** Objective **
Write out exactly, please, the lines from the one containing "Locate the goalkeeper glove" to the end of the material.

※

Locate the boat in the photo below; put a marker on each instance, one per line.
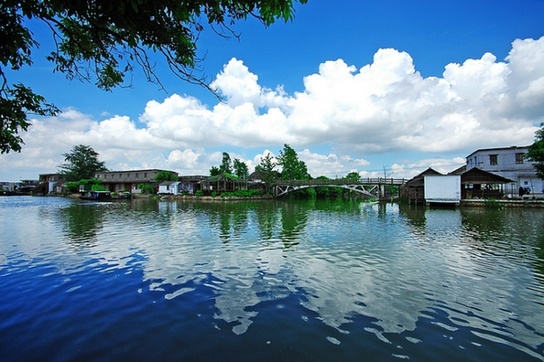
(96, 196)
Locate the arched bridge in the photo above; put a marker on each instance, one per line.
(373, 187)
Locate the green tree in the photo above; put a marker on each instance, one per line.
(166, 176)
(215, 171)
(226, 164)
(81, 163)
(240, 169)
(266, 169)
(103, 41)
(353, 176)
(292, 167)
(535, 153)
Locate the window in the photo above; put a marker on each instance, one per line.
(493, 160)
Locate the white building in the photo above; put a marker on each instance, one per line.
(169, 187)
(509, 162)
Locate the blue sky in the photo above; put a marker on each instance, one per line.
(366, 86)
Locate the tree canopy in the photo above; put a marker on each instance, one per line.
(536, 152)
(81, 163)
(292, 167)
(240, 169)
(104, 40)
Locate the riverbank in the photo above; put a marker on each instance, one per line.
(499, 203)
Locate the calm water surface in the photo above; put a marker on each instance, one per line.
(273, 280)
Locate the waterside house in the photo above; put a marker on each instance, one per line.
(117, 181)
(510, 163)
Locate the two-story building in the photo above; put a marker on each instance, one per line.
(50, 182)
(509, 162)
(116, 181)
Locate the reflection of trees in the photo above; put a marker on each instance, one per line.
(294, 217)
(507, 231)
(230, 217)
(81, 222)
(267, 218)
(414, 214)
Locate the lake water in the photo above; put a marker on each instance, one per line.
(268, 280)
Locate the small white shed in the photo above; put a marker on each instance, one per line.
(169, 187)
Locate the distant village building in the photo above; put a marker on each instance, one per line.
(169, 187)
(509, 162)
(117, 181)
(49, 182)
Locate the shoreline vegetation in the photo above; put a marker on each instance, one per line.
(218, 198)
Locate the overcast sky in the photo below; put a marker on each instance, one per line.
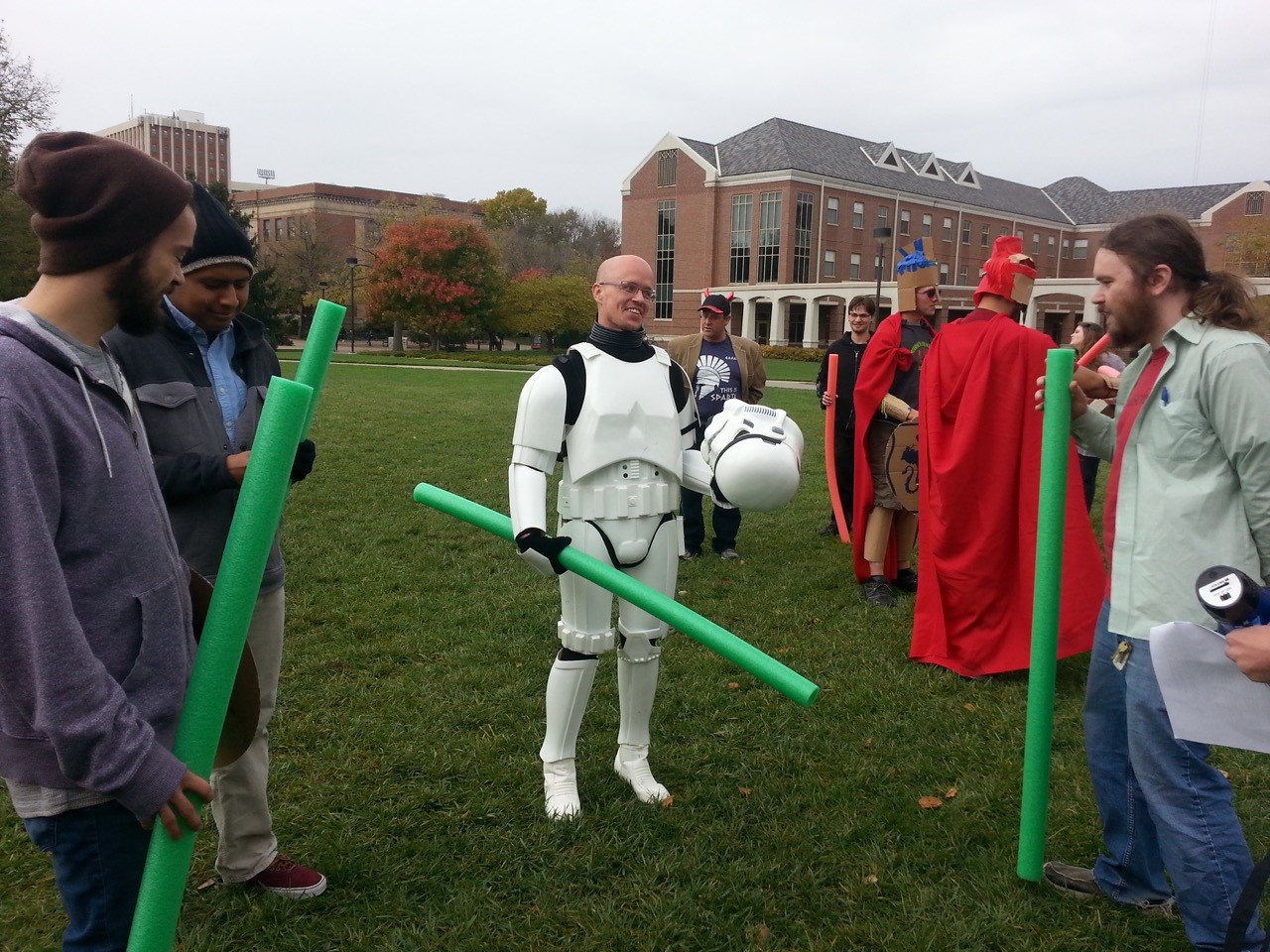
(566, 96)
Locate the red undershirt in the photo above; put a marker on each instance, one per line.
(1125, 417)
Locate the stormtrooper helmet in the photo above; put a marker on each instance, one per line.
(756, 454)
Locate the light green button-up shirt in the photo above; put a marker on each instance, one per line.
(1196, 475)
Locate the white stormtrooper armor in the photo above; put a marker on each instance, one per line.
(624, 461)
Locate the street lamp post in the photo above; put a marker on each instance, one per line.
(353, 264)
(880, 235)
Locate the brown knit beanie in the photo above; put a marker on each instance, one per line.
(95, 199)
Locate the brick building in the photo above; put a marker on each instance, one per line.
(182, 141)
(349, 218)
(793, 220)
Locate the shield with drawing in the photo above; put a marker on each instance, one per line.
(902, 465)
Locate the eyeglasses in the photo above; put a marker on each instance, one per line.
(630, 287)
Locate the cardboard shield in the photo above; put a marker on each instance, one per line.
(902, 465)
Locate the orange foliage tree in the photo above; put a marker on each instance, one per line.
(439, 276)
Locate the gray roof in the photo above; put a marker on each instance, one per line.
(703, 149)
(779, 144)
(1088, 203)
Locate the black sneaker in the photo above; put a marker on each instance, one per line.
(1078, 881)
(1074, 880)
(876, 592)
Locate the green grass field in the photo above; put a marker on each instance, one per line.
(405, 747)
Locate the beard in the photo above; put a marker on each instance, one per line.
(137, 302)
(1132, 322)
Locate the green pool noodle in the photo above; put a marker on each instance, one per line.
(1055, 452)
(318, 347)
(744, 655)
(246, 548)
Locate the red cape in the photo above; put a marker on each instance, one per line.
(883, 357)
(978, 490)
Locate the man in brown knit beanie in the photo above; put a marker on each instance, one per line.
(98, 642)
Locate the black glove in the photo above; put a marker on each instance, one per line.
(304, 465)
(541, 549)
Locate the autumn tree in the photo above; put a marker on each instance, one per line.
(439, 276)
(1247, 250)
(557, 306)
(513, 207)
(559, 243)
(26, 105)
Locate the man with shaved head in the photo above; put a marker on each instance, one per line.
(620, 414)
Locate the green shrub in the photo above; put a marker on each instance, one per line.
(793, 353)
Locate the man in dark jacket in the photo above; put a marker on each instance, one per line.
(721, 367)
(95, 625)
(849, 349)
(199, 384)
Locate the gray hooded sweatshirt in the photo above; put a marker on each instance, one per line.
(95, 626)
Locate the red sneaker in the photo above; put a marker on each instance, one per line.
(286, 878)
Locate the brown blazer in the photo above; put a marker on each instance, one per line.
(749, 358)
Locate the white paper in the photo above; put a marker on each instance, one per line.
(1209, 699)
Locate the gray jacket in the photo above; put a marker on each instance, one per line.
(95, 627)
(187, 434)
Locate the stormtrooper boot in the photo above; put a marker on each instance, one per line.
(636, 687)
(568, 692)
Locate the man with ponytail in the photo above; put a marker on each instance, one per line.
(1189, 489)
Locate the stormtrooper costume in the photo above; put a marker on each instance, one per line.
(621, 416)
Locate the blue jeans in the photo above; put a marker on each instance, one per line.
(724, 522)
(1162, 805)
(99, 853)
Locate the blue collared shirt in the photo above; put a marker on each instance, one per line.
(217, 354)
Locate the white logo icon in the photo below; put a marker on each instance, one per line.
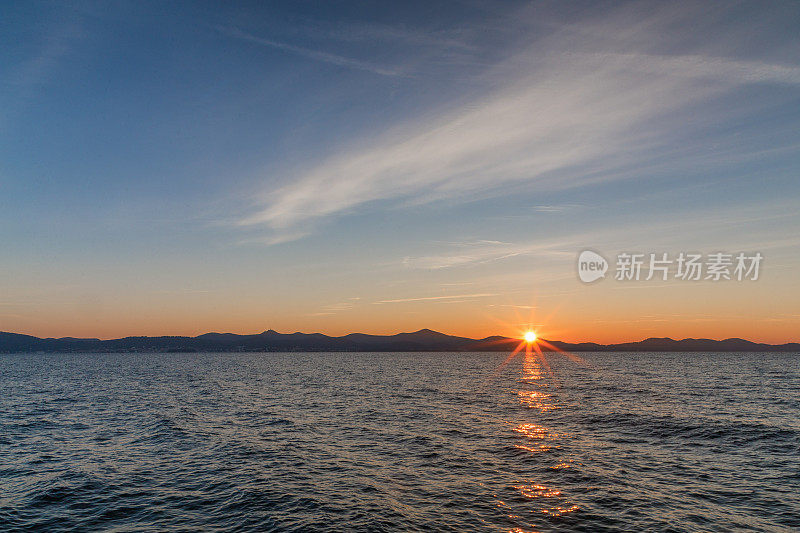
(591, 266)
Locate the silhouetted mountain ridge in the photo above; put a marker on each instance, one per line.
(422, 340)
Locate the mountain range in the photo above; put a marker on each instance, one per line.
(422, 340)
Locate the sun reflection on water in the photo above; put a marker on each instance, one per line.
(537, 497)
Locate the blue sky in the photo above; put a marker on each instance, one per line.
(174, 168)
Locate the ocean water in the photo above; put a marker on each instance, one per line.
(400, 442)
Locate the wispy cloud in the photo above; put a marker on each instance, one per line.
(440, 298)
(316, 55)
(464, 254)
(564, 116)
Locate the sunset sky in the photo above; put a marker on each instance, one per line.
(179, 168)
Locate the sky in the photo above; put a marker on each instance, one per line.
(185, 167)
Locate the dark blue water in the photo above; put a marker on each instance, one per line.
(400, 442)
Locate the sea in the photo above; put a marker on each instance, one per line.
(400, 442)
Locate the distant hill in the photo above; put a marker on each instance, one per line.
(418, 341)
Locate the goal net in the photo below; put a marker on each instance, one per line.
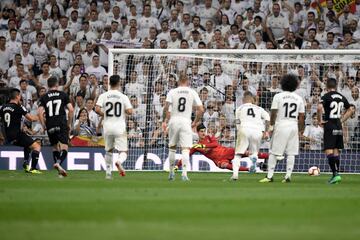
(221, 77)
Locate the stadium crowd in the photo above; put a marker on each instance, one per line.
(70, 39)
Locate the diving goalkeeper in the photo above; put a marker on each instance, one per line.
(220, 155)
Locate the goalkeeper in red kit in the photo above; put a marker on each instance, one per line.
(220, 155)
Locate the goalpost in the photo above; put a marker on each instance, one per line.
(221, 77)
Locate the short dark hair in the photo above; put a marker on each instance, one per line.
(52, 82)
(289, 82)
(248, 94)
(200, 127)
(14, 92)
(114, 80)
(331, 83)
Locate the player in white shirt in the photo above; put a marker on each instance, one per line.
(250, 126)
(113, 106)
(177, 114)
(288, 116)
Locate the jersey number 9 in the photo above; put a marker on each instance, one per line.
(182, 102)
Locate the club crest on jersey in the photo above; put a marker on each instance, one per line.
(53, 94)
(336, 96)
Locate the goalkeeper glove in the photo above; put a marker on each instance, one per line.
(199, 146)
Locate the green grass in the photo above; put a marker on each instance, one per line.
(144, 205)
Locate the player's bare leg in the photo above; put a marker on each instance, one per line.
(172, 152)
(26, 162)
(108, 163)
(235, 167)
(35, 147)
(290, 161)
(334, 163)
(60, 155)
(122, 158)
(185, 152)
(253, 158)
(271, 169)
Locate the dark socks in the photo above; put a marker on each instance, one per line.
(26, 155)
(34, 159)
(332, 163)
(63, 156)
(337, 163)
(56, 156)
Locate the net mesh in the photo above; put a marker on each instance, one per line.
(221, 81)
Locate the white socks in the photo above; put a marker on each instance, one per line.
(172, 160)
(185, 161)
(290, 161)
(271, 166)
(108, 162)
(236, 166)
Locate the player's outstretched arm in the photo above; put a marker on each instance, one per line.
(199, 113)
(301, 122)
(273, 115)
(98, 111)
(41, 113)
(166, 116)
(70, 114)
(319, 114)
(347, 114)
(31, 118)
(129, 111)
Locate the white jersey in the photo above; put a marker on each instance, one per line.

※

** Solution for this task **
Locate the goalkeeper glove in the photo above; put a marker on each instance, one per line.
(199, 146)
Locate the green grass in the photo above; put a marker on each instance, one per line.
(144, 205)
Locate the player's bare leg in the photo above; put a marker on each instance, one per line.
(172, 152)
(26, 162)
(108, 163)
(235, 167)
(35, 147)
(290, 161)
(334, 163)
(60, 155)
(122, 158)
(185, 152)
(253, 158)
(271, 169)
Locate the dark socks in the photo above; put a marker on each instance, one per line.
(26, 155)
(34, 159)
(332, 163)
(63, 156)
(337, 163)
(56, 156)
Locate the net mesh in the photo above; put a marker on each instance, one per line.
(221, 81)
Locate the white socks in the photo above; put a marker on each instance, one per line.
(172, 160)
(185, 161)
(290, 161)
(271, 166)
(108, 162)
(236, 166)
Locate the player's outstretched arm in the photo above; put a marker on each instance, one per line.
(199, 113)
(301, 122)
(273, 115)
(98, 111)
(41, 113)
(166, 116)
(70, 114)
(319, 114)
(347, 114)
(31, 118)
(129, 111)
Locate the white jersey in the photo above; put a marker on each instance, one per line.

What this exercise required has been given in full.